(ASSIGNED TASK): Transcribe the stretch of entries below from the line with "Target: dog's neck" through the line with "Target: dog's ear", exactly and with both ends included; leave out all other lines.

(Image-grounded pointing data):
________
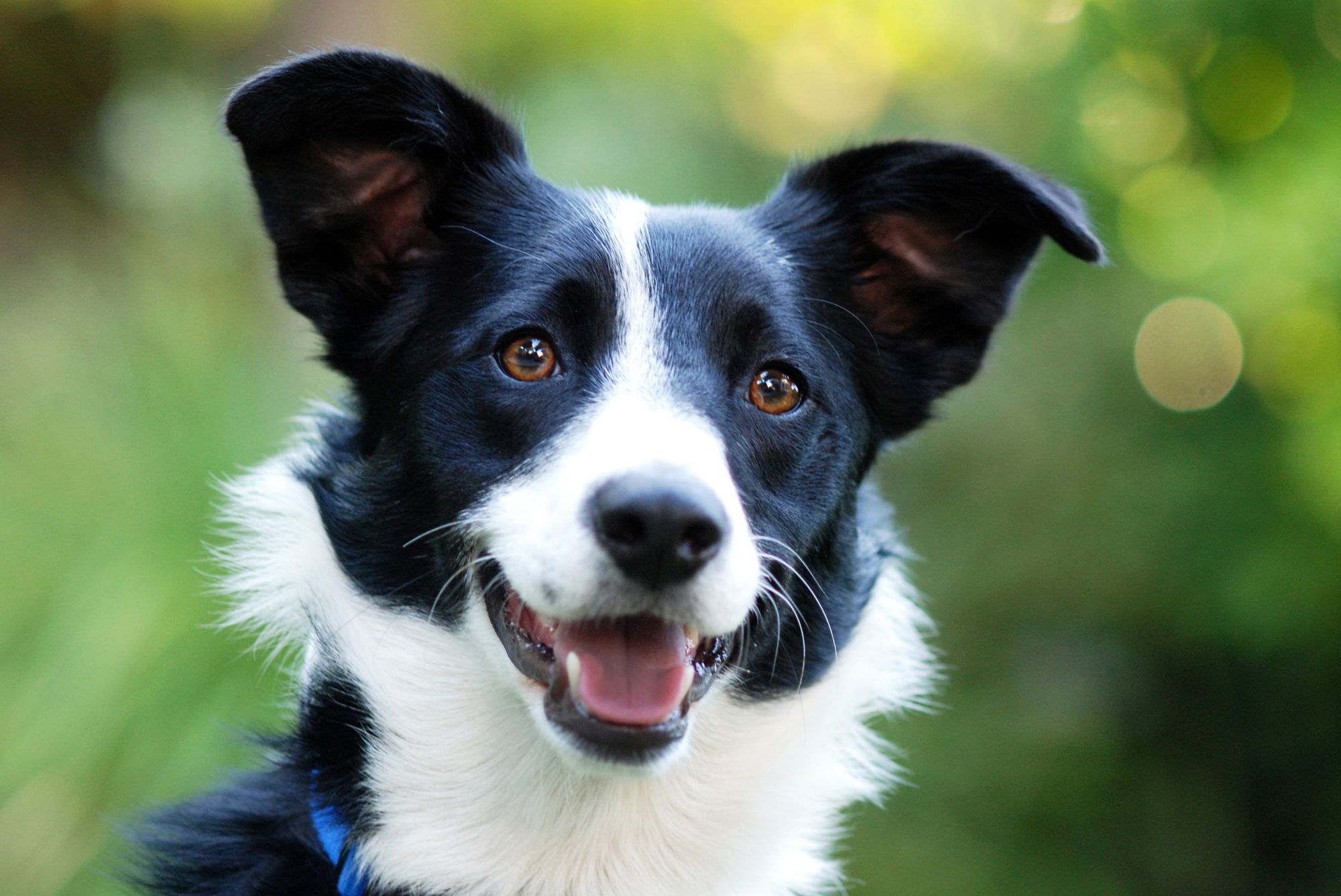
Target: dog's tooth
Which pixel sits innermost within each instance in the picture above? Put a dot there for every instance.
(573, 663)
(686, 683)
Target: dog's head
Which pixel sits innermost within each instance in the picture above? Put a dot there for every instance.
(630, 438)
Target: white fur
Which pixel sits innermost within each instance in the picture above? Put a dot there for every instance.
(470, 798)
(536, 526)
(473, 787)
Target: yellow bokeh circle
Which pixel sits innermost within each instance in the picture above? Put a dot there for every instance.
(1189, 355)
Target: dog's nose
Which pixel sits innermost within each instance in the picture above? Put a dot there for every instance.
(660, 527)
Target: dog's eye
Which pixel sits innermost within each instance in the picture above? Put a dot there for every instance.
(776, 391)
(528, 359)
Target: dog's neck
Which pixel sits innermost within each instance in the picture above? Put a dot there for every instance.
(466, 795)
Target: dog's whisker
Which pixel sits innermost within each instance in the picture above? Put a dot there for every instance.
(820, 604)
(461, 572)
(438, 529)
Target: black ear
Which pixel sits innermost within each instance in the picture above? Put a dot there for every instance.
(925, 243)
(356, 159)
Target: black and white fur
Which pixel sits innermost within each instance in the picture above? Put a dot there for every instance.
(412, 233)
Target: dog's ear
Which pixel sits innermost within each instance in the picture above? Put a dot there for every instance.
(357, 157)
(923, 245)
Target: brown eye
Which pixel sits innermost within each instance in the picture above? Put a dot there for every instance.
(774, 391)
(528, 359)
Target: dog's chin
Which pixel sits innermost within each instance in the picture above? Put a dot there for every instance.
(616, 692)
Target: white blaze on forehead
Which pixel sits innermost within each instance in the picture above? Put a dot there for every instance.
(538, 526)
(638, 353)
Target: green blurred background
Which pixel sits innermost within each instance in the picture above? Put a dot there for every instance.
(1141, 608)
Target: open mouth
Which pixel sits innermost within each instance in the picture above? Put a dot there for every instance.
________
(TASK ANSWER):
Target: dog's neck
Which pixel sits innermost within each instance in the picture above? Put a dot there for every instance.
(466, 795)
Target: dog's whisker
Which pixel sits innermost within each instance in the picture above? Put a dot there for every instance.
(820, 604)
(461, 572)
(438, 529)
Target: black ear
Which pixel sits innermost within each instance in the picture above? Put a dot there for every instance.
(925, 243)
(356, 159)
Target: black and white fur
Which pixel sits innermost within each instance in the picture above? Put a dot there for every instance.
(412, 233)
Target: dog's ear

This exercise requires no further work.